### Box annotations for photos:
## begin

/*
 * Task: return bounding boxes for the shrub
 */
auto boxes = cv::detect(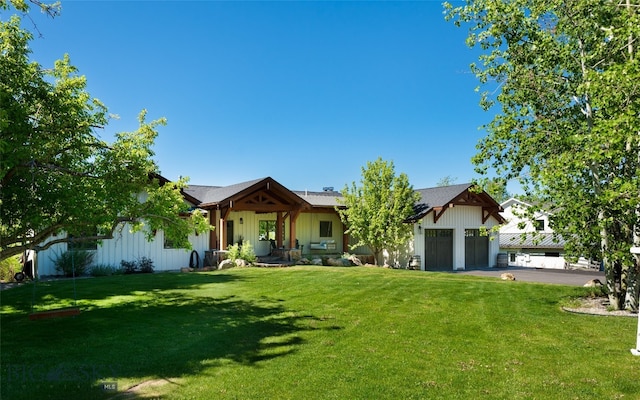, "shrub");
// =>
[120,257,154,274]
[227,241,258,263]
[51,250,94,277]
[89,264,122,276]
[120,260,138,274]
[227,243,240,261]
[0,256,22,282]
[240,241,258,263]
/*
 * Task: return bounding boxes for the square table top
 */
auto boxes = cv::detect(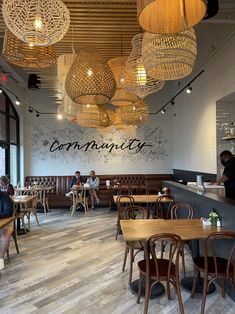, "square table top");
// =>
[121,219,226,241]
[113,194,172,203]
[0,217,16,229]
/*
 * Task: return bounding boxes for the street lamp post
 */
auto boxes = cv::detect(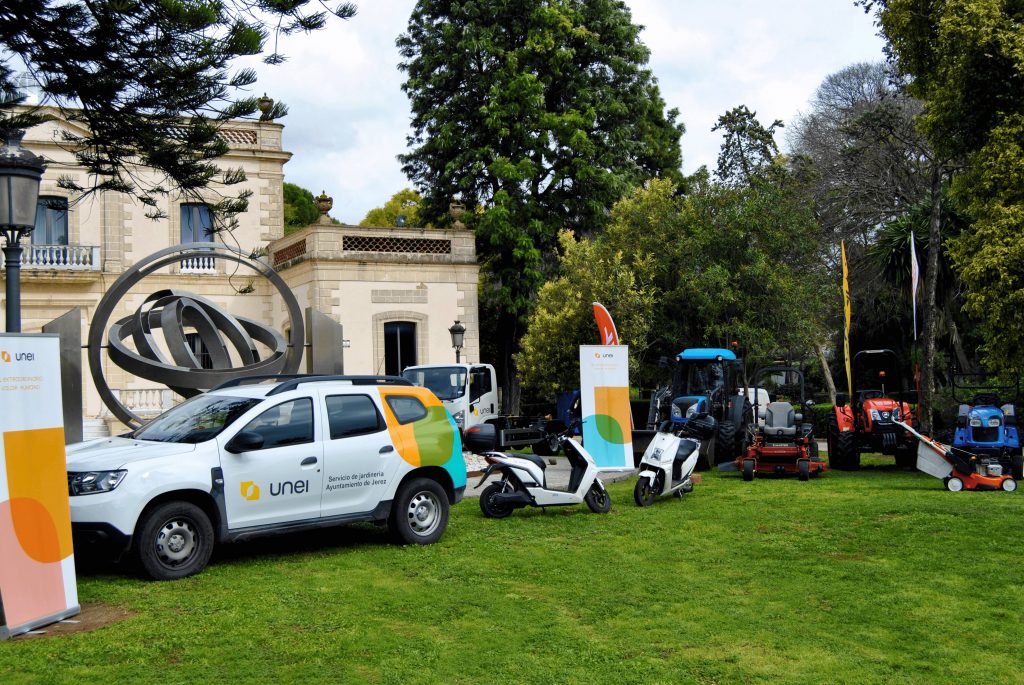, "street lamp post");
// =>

## end

### The exercise:
List every line in the listing above that contains the word "Task", copying each one in full.

### Exercise answer:
 * Task: return bounding boxes for the shrub
 * Task: return bounding boxes for the square table top
 * Task: return bounding boxes for the street lamp post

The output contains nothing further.